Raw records
>>>>

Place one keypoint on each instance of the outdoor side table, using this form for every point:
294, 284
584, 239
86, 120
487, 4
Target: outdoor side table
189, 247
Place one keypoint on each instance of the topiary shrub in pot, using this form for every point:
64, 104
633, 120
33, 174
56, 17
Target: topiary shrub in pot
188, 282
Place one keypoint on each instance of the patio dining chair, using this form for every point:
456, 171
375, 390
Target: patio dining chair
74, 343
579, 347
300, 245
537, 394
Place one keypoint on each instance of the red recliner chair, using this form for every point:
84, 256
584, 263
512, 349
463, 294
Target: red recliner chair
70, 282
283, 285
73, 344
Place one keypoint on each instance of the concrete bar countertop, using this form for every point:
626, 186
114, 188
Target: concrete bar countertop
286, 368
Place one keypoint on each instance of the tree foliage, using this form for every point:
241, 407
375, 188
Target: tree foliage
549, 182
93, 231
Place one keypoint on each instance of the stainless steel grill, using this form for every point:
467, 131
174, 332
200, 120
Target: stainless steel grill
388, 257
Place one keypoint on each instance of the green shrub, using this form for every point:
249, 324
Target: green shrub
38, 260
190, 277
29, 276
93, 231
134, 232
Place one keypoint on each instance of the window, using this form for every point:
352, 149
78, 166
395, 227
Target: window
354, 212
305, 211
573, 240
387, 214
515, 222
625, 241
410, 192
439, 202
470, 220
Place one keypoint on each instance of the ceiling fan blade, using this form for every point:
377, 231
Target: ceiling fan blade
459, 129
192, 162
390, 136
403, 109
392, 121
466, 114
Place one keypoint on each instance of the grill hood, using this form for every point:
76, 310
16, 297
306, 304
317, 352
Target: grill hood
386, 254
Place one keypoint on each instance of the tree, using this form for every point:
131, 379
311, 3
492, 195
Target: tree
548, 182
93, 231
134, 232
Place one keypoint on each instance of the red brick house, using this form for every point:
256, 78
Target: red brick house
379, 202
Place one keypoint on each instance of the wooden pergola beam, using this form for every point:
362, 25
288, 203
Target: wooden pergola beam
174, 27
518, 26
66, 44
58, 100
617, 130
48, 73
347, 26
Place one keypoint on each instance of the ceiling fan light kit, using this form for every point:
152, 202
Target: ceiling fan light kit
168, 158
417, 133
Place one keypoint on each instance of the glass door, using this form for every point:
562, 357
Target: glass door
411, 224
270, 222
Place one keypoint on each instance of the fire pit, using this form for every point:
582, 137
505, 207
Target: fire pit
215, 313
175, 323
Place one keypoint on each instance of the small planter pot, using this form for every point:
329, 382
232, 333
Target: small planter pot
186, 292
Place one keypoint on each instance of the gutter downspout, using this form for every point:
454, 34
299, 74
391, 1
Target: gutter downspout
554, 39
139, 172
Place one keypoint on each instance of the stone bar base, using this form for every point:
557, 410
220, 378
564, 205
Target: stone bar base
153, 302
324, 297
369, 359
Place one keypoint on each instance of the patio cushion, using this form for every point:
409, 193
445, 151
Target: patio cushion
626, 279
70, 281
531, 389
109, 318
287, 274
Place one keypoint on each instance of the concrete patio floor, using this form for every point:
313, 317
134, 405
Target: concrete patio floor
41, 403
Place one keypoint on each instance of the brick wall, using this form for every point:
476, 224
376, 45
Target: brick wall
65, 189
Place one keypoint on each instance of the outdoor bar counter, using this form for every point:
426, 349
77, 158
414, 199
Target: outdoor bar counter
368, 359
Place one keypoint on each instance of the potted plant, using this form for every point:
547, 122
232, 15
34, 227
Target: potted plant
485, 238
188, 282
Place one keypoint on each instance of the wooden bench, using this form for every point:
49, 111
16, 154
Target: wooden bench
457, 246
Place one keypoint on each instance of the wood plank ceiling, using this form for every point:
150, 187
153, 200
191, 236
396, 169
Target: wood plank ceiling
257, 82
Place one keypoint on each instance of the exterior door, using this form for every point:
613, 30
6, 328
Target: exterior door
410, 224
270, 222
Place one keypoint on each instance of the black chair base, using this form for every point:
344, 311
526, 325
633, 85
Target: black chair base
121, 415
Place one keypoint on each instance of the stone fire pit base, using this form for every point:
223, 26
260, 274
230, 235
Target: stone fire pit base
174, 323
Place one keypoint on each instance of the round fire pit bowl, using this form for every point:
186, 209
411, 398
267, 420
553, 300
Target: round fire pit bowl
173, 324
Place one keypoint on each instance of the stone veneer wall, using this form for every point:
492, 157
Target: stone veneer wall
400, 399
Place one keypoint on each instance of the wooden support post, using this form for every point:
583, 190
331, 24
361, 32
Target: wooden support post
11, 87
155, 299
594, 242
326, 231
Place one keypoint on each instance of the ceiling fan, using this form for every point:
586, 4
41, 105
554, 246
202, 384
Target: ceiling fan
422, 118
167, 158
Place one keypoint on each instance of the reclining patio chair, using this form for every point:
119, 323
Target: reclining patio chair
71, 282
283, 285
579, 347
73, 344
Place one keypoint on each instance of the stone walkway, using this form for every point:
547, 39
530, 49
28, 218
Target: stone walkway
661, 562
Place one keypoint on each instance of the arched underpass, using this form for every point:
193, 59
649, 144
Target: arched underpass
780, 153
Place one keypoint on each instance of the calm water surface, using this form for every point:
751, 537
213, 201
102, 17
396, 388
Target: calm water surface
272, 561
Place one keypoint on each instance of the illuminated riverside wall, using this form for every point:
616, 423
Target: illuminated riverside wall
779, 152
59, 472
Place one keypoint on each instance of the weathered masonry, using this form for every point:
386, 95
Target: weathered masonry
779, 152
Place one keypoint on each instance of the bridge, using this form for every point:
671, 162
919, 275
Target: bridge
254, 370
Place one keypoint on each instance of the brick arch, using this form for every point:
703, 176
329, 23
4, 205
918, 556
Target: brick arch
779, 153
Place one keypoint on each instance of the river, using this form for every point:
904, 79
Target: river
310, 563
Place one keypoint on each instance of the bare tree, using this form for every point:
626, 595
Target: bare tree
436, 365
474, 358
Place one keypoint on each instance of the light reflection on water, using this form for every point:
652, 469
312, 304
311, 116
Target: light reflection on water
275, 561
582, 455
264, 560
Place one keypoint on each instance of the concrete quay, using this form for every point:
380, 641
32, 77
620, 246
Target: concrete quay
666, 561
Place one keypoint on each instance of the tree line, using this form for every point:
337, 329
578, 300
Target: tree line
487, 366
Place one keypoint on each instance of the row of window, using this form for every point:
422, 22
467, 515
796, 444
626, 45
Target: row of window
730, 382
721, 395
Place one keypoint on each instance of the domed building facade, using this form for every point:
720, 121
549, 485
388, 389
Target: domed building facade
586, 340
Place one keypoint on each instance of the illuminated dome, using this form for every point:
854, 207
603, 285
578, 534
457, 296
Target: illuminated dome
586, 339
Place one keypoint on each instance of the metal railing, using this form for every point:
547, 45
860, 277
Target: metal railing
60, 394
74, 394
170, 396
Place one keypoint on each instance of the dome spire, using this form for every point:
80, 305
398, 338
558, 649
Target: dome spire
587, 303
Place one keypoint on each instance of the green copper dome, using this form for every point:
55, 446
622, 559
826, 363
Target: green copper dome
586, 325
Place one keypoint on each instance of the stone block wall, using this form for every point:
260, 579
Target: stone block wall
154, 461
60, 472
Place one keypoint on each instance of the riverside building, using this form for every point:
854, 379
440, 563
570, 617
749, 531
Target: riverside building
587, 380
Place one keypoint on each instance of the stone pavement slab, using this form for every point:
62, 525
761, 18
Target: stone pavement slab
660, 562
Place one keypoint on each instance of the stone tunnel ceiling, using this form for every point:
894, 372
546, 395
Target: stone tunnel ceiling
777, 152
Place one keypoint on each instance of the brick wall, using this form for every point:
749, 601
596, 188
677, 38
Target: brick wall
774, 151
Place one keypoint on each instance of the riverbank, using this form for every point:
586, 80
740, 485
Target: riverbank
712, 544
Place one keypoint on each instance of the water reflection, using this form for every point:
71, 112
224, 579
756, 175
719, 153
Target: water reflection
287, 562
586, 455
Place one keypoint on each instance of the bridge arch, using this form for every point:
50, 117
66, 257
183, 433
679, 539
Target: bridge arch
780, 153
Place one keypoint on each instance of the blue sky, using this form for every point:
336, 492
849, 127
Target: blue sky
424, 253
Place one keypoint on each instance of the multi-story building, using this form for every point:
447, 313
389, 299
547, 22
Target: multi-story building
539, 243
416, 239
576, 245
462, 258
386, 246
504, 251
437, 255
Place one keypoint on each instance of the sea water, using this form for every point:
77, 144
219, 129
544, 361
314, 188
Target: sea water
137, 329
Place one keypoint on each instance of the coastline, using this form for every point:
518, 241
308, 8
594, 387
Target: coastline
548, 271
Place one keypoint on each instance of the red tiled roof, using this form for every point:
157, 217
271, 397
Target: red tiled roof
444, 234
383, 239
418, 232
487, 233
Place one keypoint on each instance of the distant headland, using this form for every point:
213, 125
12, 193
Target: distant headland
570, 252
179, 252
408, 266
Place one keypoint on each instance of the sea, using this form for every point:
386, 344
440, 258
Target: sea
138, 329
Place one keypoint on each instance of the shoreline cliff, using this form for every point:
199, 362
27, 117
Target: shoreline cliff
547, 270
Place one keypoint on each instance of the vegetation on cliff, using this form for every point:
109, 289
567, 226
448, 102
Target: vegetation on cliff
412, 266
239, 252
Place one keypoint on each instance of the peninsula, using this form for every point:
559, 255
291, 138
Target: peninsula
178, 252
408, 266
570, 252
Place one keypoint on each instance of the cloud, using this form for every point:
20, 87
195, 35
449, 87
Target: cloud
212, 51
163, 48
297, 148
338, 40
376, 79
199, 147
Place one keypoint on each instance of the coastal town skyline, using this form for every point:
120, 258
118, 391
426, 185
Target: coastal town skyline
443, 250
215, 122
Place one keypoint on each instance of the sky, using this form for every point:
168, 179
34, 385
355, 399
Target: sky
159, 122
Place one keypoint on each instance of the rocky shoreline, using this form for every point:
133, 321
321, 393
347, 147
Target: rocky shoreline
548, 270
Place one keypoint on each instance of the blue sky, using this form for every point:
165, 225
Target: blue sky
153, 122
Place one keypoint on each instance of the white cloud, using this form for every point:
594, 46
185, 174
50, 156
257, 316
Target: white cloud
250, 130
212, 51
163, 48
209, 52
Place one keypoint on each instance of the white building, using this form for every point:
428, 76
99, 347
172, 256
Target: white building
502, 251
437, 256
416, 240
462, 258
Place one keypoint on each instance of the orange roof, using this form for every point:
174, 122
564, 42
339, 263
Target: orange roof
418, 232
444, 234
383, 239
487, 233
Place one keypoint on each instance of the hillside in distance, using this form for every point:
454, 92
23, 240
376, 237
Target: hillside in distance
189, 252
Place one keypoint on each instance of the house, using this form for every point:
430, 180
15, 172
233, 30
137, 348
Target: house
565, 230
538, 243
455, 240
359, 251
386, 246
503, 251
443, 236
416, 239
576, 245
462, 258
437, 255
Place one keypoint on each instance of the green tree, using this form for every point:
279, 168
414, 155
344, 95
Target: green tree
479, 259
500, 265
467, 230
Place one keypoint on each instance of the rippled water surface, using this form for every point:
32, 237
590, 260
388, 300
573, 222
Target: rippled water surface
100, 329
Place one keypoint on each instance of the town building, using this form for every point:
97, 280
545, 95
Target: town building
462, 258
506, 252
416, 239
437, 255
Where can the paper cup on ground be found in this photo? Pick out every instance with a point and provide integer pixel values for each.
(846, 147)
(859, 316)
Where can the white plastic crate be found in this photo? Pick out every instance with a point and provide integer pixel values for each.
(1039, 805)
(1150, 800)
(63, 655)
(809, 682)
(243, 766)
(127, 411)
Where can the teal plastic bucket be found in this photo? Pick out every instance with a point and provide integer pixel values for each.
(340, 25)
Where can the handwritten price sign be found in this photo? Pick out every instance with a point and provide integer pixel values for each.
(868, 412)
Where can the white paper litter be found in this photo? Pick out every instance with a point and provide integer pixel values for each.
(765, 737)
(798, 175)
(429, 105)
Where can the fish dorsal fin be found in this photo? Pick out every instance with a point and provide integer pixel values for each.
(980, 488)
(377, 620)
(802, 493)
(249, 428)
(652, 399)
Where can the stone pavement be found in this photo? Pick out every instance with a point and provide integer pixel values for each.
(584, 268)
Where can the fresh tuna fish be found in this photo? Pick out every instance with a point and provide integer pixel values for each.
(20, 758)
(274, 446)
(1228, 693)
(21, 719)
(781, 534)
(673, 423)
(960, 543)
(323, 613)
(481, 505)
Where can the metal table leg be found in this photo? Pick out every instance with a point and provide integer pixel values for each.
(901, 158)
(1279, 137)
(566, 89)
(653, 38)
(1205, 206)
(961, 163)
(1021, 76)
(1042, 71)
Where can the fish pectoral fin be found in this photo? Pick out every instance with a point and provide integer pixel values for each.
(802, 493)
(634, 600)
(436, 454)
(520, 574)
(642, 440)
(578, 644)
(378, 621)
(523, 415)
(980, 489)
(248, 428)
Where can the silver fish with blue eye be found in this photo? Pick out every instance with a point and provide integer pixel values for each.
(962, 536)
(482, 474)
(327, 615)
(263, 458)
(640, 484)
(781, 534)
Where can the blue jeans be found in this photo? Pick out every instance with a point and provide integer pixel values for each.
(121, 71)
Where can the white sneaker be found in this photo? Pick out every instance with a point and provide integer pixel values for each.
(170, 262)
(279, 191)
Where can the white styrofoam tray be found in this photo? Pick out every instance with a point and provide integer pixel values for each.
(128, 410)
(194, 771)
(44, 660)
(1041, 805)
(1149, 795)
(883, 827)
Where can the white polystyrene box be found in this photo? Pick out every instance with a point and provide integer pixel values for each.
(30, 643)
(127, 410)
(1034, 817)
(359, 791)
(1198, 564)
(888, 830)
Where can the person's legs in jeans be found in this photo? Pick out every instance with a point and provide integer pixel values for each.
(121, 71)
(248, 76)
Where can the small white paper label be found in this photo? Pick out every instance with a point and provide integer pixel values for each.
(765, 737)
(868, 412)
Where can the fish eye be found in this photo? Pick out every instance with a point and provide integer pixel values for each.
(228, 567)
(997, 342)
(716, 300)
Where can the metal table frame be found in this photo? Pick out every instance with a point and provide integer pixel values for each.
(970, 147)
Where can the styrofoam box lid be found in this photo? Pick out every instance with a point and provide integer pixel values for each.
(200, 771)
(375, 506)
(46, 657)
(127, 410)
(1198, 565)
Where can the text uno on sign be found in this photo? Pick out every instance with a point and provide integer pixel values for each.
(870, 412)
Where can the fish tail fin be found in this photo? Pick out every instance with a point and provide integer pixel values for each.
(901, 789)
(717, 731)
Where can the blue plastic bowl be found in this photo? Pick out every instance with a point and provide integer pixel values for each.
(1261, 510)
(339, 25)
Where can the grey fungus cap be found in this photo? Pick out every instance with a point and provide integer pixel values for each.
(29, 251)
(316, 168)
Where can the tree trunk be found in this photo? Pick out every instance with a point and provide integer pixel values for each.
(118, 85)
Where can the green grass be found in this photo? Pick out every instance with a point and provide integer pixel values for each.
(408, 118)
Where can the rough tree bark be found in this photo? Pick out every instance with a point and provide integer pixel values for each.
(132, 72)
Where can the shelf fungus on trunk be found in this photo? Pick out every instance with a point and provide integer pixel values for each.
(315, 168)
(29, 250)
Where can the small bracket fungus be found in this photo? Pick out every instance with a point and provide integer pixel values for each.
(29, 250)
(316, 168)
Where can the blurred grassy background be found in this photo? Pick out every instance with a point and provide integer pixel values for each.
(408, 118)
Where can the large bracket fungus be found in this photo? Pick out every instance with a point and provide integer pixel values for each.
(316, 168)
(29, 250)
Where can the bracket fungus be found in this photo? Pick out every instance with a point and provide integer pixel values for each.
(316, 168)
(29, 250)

<<<<

Locate the line that contains "Where can the metal table frame". Repeat it and every line after it, up to and including the final line, exactly.

# Finished task:
Where can the metal table frame be found in this photo? Pick out every instance with a point and provide integer pixel values for each.
(970, 147)
Where can the styrofoam box lid be found in this photo? Pick out every instance with a point and provide integer pixel values for each.
(200, 771)
(375, 506)
(46, 657)
(127, 410)
(1198, 565)
Where can the text uno on sign be found in this photo? Pick out every instance with a point and provide integer pixel values for each.
(870, 412)
Where can the fish tail fin be found in this photo? Pick out every instance with a point and provide integer pixel values for each.
(901, 789)
(717, 731)
Where can the blue plastic bowl be found in this photo? Pick out every instance with a point and provide integer pixel values for each.
(1261, 510)
(339, 25)
Where can the grey fungus cap be found in this photo? Pick out every instance with a point and provide integer pixel values for each.
(29, 251)
(316, 168)
Where can the tree trunk be found in this photo? Pick out every instance with a point and provide integer pixel values for each.
(118, 85)
Where can the green grass be found in this photo? Pick out every instance with a point and provide integer pixel values for each.
(408, 118)
Where can the rough tree bark be found in this photo? Pick out every instance with a point and provide integer pixel values for each.
(132, 72)
Where can the shelf fungus on trunk be found in this photo? Pick out every instance with a point and provide integer pixel values for each.
(315, 168)
(29, 250)
Where can the small bracket fungus be found in this photo? Pick out every instance with a point and provide integer pixel values for each.
(29, 250)
(316, 168)
Where can the blurred grassy background be found in this photo? Pick out every instance with a point and provide integer pixel values for each.
(408, 118)
Where can the large bracket fungus be found in this photo? Pick out every instance with a point and provide integer pixel values for each.
(316, 168)
(29, 250)
Where can the bracket fungus be found in this photo? Pick out every instance with a point and provide integer pixel values for each.
(316, 168)
(29, 250)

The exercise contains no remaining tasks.